→ **Reading text**
----
Normal bladder capacity should be considered as a wide range of acceptable values and likely varies with age and 24-h urine volume [2]. In children, normative values for bladder capacity were initially estimated using linear functions versus age; [3] however, this method was found to substantially underestimate bladder capacity and not account for the upper and lower limits of normal [4]. Despite its shortcomings linear equation estimates are often referenced as a measure of normative values [5]. Further studies have suggested that bladder capacity correlates logarithmically with age in children to account for a growing bladder and should be interpreted as normal within two standard deviations of the mean (between the 5th and 95th percentiles) [6].
Cystometry is a component of urodynamic testing that measures the pressure–volume relationship of the bladder. It is also used to assess bladder capacity, compliance, sensation, and uninhibited bladder contractions. The cystometrogram is a graphic representation of the pressure volume relationship annotated with patient reported sensations and other important findings. Sensations are purely subjective and therefore depend on a cooperative and informed patient for reliability. The artificial environment in which cystometry is performed including the non-physiologic retrograde filling of the bladder can produce artifacts in the results. A nervous or fearful patient, or one who is experiencing discomfort from the urodynamic catheter, may report sensations and symptoms that are not reflective of their presenting bladder complaint. Conversely, a sedated or stoic patient may not report sensations reflective of their complaint.
Cystometric capacity is the bladder volume at the end of filling cystometry when the patient reports a normal desire to void. It is generally the point where permission to void is given; however, in some situations further volume may be infused. Maximum cystometric capacity is the volume at which a patient reports that they cannot hold any more in their bladder and can no longer delay voiding [1]. The end point for bladder filling should be well annotated on an urodynamics tracing such that the clinician interpreting the information can properly categorize the final infused volume as either cystometric capacity or maximum cystometric capacity. Capacity measures reflect not only voided volume, but also post-void residual urine. An idealized pressure–volume relationship demonstrates a detrusor pressure near zero during the filling phase until cystometric capacity is reached, and generation of detrusor pressure corresponding to the initiation of voluntary voiding (Fig. 11.1).
----
→ **Study material**
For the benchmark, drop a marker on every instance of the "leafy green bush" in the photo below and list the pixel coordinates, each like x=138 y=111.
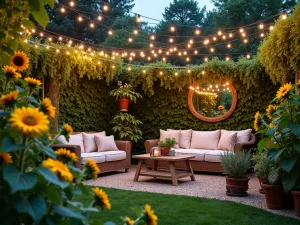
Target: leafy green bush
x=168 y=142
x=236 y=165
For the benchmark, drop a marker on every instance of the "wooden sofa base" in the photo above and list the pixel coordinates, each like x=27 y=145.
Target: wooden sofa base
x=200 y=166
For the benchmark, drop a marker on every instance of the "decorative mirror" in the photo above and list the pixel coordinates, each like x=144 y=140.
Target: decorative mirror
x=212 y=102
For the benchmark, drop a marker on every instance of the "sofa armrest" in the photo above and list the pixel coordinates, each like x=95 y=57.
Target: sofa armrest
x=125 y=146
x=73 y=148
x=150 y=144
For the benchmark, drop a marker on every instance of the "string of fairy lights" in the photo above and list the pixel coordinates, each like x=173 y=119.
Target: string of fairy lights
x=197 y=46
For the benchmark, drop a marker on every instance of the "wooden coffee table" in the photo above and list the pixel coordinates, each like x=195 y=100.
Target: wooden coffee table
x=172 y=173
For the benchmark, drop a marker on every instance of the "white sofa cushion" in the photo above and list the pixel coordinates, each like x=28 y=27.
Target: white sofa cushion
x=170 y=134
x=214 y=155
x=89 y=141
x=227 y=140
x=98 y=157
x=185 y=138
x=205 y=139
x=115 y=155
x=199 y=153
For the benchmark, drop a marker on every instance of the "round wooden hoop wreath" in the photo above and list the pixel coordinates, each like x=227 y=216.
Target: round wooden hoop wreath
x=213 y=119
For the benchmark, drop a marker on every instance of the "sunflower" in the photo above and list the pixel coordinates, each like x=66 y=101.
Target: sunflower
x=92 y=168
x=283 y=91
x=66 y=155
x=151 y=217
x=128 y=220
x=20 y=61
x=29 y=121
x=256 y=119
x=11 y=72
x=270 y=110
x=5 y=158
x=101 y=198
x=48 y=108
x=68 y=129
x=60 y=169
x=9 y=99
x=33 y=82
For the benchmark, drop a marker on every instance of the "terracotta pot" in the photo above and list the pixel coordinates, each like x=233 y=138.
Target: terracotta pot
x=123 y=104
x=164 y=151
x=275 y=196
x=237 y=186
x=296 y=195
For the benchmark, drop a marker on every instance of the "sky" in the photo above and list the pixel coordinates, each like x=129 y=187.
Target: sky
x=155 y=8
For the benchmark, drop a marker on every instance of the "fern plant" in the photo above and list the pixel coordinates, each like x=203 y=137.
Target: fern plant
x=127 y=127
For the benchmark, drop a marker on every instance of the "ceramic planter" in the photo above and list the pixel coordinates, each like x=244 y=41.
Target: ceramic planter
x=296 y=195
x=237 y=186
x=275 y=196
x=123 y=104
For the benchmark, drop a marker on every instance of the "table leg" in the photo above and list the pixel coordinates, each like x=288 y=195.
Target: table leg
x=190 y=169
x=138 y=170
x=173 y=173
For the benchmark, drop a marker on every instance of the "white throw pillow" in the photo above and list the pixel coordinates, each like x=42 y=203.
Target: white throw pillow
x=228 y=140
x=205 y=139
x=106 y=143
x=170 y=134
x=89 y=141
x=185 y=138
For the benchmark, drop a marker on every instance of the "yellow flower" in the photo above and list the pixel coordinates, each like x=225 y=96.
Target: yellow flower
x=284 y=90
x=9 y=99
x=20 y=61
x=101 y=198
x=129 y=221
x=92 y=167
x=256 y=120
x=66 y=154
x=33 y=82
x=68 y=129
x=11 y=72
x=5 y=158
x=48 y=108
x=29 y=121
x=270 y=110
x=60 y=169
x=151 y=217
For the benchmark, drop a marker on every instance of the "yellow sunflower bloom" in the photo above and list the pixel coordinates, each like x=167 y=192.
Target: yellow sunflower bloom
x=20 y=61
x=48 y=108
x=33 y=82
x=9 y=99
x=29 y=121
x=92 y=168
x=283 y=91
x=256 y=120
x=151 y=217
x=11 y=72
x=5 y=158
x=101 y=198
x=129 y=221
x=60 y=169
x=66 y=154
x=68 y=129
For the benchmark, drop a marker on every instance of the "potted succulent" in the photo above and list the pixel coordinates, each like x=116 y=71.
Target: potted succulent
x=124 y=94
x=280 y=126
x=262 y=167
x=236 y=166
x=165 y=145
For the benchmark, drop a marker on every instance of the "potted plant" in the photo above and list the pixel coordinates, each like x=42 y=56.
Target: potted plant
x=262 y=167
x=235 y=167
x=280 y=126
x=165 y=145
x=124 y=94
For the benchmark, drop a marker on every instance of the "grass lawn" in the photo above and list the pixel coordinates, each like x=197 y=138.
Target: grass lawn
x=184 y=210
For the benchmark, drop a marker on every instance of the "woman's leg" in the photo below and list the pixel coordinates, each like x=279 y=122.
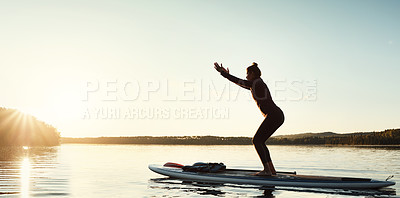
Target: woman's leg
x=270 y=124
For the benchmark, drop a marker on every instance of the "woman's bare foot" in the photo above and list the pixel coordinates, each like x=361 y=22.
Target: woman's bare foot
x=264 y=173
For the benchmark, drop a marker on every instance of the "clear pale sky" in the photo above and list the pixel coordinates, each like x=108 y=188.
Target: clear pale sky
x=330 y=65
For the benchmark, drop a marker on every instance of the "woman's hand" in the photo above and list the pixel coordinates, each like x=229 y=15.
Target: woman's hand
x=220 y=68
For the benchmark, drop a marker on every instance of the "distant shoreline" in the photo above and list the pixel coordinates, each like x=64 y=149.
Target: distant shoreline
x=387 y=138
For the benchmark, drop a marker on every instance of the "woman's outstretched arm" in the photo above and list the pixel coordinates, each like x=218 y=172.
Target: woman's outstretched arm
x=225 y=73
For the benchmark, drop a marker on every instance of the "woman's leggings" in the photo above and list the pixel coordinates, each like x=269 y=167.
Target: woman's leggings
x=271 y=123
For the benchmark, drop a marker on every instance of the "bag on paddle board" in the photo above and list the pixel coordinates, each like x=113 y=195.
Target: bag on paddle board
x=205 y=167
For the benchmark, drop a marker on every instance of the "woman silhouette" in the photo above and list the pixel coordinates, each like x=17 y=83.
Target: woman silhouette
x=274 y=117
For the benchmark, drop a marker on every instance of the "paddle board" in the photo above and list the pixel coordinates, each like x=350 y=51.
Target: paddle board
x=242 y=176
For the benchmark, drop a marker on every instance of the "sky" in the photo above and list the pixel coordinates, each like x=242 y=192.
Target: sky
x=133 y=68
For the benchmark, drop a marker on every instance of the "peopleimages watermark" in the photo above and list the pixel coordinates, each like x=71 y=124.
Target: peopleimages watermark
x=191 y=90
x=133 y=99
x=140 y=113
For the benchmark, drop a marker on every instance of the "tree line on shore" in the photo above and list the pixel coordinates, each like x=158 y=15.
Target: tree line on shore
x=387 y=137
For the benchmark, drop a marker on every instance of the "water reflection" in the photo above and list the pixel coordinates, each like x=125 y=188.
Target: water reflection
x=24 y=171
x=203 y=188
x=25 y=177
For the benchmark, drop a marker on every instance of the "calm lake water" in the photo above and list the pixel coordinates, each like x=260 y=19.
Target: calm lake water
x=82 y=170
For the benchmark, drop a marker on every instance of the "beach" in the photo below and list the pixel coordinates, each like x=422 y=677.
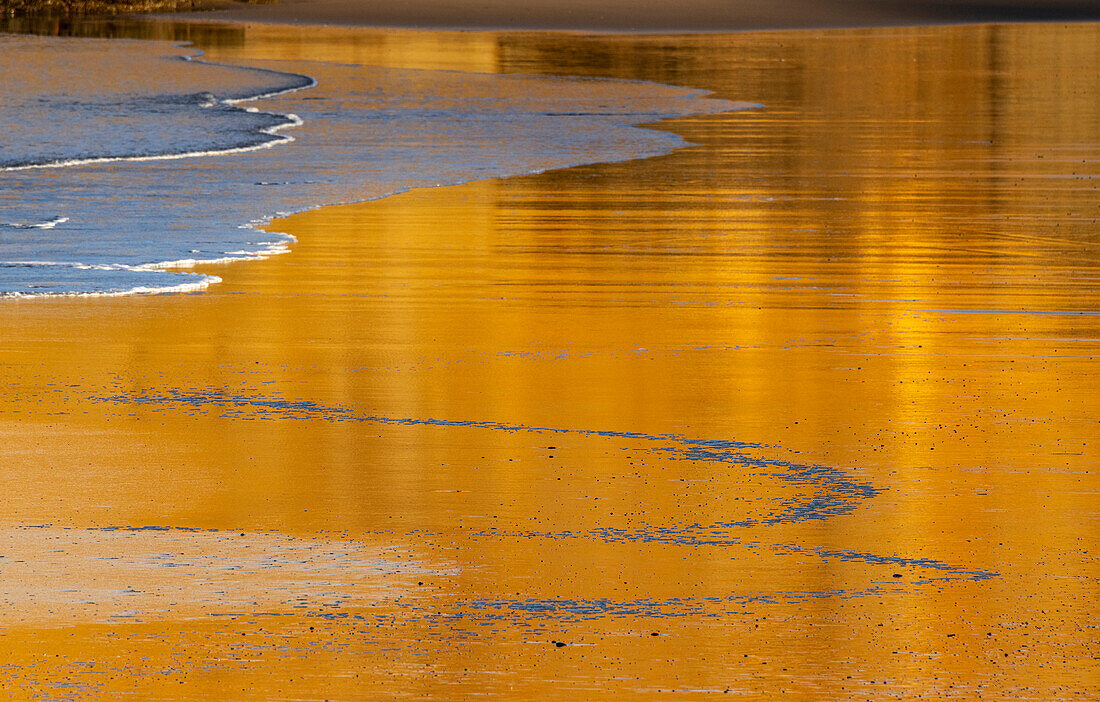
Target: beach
----
→ **Work to complete**
In the passage on bladder capacity, what is maximum cystometric capacity?

→ **Answer section**
It is the volume at which a patient reports that they cannot hold any more in their bladder and can no longer delay voiding.